DOCUMENT SEGMENT ->
Start

Solve CNF with Tarjan

17 minute read

Today I want to describe my journey of writing a purely functional implementation for solving 2-satisfiability problem. Essentially it is a problem of assignment of boolean values to the given boolean formula. It is the special case of common boolean satisfiability problem, which one is NP-complete. Every clause can comprise just two disjunctions. The problem is described thoroughly at Wikipedia, 2-satisfiability. Generally, we have boolean formula expressed in the form of 2-CNF formula. And we need to provide a solution or prove that it is impossible. cp-algorithms.com, 2SAT is a good source to familiarize yourself with the common notion of solution. The essential part of the algorithm is a tricky depth-first graph iteration. There is no rocket science but it is still not easy to take into account all data mutations with some specific steps on back propagations. And as it sometimes happens with complex algorithms straightforward implementation can look very entwined. Moreover, most implementations I found didn’t provide me a chance to trace code back to algorithms. So I stuck for some period in attempts to understand all aspects. And once functionality was completed and passed grades I tried to bring a more transparent and easy-to-follow solution.

Let’s skip all parsing stuff. The entry point for all fun is the implication graph. It is derived from CNF formula with low: (a ∨ b) == (¬a -> b) ∧ (¬b -> a). Therefore for one clause, we have 2 edges. And every variable is mapped to two nodes (positive and negative). That’s how we will have 0 and 1 nodes instead of a and ¬a. Graph representation:

case class ImplicationGraph(nodeCount: Int, adjacencyList: Map[Int, List[Int]])

Simple (a ∨ b) will be converted to ImplicationGraph(4,Map(2 -> List(1), 3 -> List(0))). 4 nodes are required to describe all possible values for two boolean variables. (¬a -> b) means that ¬a(2) node has one edge to b(1) node. (¬b -> a) means that ¬b(3) node has one edge to a(0) node.

All preparations are done and we can move to implementation of nucleus thing - finding strongly connected components. I will use SCC abbreviature for the rest of the post. SCC is an essential term for our goal. After finding SCCs we will be able to verify the initial formula for satisfiability. You definitely need to check out some good lecture to find out formal proof but briefly, it sounds like “non-having x and ¬x nodes allow to state that formula is satisfiable. And to assign correct values we need to just traverse over SCCs in topological order and assign boolean values accordingly to gathered nodes.

End

TASK TO CARRY OUT -> Please continue the write-up on solving 2-SAT with Tarjan's algorithm, starting right after its last sentence.

Dataset rows ->
Start

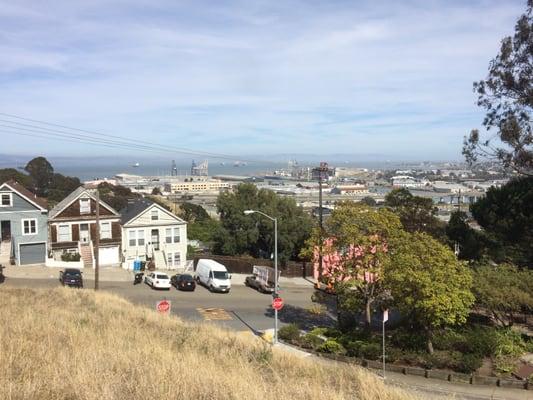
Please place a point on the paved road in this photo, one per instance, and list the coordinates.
(244, 309)
(241, 309)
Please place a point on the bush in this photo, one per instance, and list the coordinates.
(290, 333)
(311, 341)
(442, 359)
(371, 351)
(327, 332)
(470, 363)
(69, 257)
(406, 340)
(353, 348)
(332, 346)
(504, 364)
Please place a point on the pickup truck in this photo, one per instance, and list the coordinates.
(71, 277)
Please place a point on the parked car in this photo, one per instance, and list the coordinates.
(71, 277)
(213, 275)
(262, 279)
(183, 282)
(157, 280)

End

THE RESPONSE ->
It sounds really simple. But we need SCCs. In topological order. Kosaraju and Tarjan cover our need. I preferred Tarjan. Initially, it looked more massive but after all, I liked Tarjan’s core idea and completed switched to it. Really great explanation: https://www.youtube.com/watch?v=wUgWX0nc4NY I am not pretending for an explanation of all aspects so I hope that anyone who reads it familiarized with a high-level idea.

And remainder: we want to implement it in functional fashion. The most challenging part of implementation is the necessity to update a set of data structures at every iteration. Therefore I decided to isolate such entwined updates inside separate methods. Also, the algorithm is inherently recursive. We need some state to pass through iterations. Operations over state inevitably depend on the implementation of state (particular data structures). But also we still want to provide a kind of API for iterations steps to make implementation as transparent as possible. Once we have a demand to encapsulate the implementation of the state, it becomes pretty reasonable to join the state with API required to implement the algorithm. That’s how we engender TarjanTraverseAlgebra. Let’s go step by step through the API and appropriate interpreter lines.

State handling is defined by the following structure:

case class TarjanTraverseInterpreter(
                                      currentId: Int,
                                      assignedId: Vector[Int],
                                      visited: BitSet,
                                      stack: Stack[Int],
                                      lowLinks: Vector[Int],
                                      stackIndex: BitSet,
                                      sccs: List[List[Int]]
                                    ) 

currentId handles the latest assigned id (reminder - we need to assign a new incremental id to be agnostic to the order of initial ids). assignedId is a vector to persist mapping between original and assigned ids. visited is BitSet to store nodes which already during our depth-first iterations. stack is an algorithm-specific stack, we need id to build SCC. lowLinks is another algorithm-specific handler, it is dynamic mapping which finally will contain mapping “node-SCC” and during our iterations, it is used to build current SCC itself. stackIndex is the index for the stack, it allows quickly to check if a node is presented in the stack. sccs is an accumulator for result.

It is a represetation of structure for a particular state handler. To implement an algorithm we need mentioned TarjanTraverseAlgebra algebra.

Let’s go. I will put implementation to the same snippets to simplify things.

Easiest part. We just need to have a possibility to know the current id.

  /**
   * Current current id
   */
  def id: Int

  ...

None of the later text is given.